# Assigned task 1
According to the article on the Ebola patient's flight itinerary, how many destinations do flights from the airport in Monrovia serve?
# Assigned task 2
Resume the article on the Ebola patient's flight itinerary from its last paragraph.

# Selected excerpt

Why the CDC Won't Release the Ebola Patient's Flight Itinerary
Man diagnosed in Dallas had to make at least two commercial flight changes.
— -- The flight information for the Ebola patient diagnosed in Texas will not be released by health officials because "It's just not necessary," a spokesperson at the U.S. Centers for Disease Control and Prevention told ABC News.
The CDC announced that the man has tested positive for the disease, making him the first person to have discovered he had the virus while on U.S. soil, and they made it clear that he traveled from Liberia to America to visit family in Dallas.
"If we need to contact passengers we have a way. We'd call ourselves," the CDC spokesperson said.
Even though the CDC will not release his flight plan from Liberia to the United States, it is clear that he would have had to make at least two transfers -- including one in at least one other country.
Flights from the airport in the Liberian capital of Monrovia fly to only six destinations -- four in West and Central Africa, one flight to Morocco and one flight to Brussels, Belgium. There are no direct flights into the Dallas-Fort Worth International Airport from any of those six destinations, meaning that man had to make at least one more change.
The CDC said Tuesday that the passengers who unknowingly traveled with the man need not be concerned because he was not contagious while he was on the plane.

# Provided records
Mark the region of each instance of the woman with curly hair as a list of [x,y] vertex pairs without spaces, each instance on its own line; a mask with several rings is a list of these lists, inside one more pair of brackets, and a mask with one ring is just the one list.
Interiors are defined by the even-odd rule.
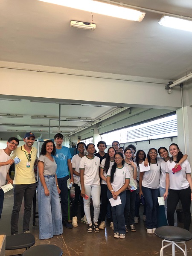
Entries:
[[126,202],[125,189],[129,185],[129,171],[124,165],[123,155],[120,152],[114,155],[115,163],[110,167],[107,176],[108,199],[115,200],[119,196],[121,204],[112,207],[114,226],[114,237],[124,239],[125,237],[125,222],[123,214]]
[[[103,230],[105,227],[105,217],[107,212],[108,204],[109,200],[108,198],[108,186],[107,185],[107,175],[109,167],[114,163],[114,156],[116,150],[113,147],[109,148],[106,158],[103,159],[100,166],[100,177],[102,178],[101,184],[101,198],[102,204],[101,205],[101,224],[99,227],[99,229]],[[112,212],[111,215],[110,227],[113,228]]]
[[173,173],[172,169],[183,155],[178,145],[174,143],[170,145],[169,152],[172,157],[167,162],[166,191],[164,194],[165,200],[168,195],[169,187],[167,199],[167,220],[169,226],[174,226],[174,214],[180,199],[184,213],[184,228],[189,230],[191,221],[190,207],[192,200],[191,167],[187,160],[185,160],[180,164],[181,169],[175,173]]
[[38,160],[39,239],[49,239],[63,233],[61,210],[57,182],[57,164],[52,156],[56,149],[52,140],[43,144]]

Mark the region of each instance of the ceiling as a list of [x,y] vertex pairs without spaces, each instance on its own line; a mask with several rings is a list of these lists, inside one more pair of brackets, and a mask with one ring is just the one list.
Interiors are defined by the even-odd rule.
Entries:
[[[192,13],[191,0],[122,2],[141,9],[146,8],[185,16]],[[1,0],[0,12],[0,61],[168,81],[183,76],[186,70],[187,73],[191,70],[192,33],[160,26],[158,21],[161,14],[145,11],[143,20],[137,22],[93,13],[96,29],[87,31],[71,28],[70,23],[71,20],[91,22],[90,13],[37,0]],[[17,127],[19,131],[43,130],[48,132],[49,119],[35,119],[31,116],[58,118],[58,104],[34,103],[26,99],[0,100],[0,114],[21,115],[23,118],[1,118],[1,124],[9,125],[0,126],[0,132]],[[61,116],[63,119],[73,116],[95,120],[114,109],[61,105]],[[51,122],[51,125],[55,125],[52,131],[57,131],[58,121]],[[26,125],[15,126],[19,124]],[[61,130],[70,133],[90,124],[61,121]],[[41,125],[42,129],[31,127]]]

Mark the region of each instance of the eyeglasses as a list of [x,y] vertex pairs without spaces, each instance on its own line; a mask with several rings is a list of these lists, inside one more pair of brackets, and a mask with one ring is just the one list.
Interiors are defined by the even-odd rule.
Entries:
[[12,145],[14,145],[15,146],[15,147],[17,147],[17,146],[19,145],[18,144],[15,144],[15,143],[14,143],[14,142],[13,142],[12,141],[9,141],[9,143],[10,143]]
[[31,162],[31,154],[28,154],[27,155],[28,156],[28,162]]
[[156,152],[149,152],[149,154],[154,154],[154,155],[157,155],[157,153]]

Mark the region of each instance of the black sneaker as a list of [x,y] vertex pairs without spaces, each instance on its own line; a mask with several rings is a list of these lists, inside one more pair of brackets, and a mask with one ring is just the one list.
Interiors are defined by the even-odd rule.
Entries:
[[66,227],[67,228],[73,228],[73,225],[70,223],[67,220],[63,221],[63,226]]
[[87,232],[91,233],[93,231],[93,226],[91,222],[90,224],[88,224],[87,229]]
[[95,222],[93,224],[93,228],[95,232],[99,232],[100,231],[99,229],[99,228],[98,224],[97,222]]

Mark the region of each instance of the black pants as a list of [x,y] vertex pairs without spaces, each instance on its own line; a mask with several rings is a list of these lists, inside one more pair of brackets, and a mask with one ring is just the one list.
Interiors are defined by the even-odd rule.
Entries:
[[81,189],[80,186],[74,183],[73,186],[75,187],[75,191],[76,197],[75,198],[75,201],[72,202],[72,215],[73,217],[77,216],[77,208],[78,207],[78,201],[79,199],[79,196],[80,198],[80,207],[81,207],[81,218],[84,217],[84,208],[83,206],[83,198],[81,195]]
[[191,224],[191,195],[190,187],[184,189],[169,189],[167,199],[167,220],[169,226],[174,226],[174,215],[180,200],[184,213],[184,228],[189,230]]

# Task output 1
Six

# Task output 2
"The ill person did not exhibit symptoms of Ebola during the flights from West Africa and CDC does not recommend that people on the same commercial airline flights undergo monitoring, as Ebola is only contagious if the person is experiencing active symptoms," the agency said in a statement Tuesday.
The man left Liberia on Sept. 19 and arrived in Texas on Sept. 20, CDC Director Tom Frieden said.
"Ebola doesn't spread before someone gets sick and he didn't get sick until four days after he got off the airplane," Frieden noted during a news conference Tuesday.
On his first visit to the hospital, doctors did not immediately conclude that he had Ebola and they sent him home but he returned with much more drastic symptoms on Sept. 27, according to the CDC. He was put in a special isolation unit the following day.
Part of the problem in diagnosing Ebola comes from the fact that patients, like this man, can take up to 21 days to exhibit symptoms such as fever, muscle pain, vomiting and bleeding.